Object position labeling entries:
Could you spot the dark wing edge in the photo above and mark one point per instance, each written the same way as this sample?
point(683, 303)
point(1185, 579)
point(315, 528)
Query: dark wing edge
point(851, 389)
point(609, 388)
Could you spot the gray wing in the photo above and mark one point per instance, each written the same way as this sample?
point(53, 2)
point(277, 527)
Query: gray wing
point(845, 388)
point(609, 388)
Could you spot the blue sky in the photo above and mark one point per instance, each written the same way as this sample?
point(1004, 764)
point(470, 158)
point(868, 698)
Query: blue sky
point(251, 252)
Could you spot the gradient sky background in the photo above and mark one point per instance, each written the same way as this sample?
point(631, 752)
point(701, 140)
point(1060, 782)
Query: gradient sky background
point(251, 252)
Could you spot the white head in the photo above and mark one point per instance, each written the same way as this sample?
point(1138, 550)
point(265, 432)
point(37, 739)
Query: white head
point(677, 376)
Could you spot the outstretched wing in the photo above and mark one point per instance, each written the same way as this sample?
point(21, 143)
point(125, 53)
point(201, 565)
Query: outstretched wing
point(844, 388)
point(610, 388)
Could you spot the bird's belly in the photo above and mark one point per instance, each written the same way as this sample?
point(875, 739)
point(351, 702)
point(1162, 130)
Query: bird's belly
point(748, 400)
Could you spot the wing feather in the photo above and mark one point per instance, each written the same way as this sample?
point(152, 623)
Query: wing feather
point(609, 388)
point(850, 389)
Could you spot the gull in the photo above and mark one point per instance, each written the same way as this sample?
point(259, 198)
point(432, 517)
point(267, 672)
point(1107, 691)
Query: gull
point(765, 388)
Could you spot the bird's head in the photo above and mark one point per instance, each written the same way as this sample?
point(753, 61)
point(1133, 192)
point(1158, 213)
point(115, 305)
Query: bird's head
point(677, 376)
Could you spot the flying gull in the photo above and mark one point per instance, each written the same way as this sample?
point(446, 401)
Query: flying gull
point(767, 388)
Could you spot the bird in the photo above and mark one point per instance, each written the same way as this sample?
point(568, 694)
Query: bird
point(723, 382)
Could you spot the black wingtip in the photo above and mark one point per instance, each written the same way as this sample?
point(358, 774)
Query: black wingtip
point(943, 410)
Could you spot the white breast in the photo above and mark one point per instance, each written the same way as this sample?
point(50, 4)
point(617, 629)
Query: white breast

• Aim of the exercise: Lay out the lines of the listing above as a numbered list, starting with the line that contains "Could you spot the outstretched" and ending after the line that contains "point(723, 382)". Leave out any blank lines.

• Exercise solution:
1. Could you spot the outstretched wing in the photo above and mark one point per instance, each written the same way as this sample?
2. point(21, 143)
3. point(125, 53)
4. point(201, 565)
5. Query: outstretched wing
6. point(844, 388)
7. point(610, 388)
8. Could you spot the bird's belly in the photo above and mark one point per instance, each written the same way as this sample?
9. point(875, 739)
10. point(351, 702)
11. point(1162, 130)
12. Query: bird's belly
13. point(748, 400)
14. Could you spot the wing feather in the photo above and mark one point per instance, each written the same way as this sample?
15. point(152, 623)
16. Query: wing feather
17. point(609, 388)
18. point(850, 389)
19. Could you spot the gull in the photo above and mark one point per instance, each written the same way as this sample?
20. point(259, 198)
21. point(432, 517)
22. point(267, 672)
23. point(1107, 691)
24. Query: gull
25. point(765, 388)
26. Could you spot the bird's head in the photo above and mark one point per instance, each written the same way as this sample?
27. point(753, 61)
28. point(1133, 192)
29. point(1158, 213)
30. point(115, 305)
31. Query: bird's head
32. point(677, 376)
33. Could you spot the flying gull in the photo above and mark one point per instance, each written the same way as this sample?
34. point(446, 401)
35. Query: flying gull
36. point(767, 388)
37. Could you spot the bird in the photo above and mark one point per instance, each written the same way as this sample?
38. point(568, 694)
39. Query: bird
40. point(723, 382)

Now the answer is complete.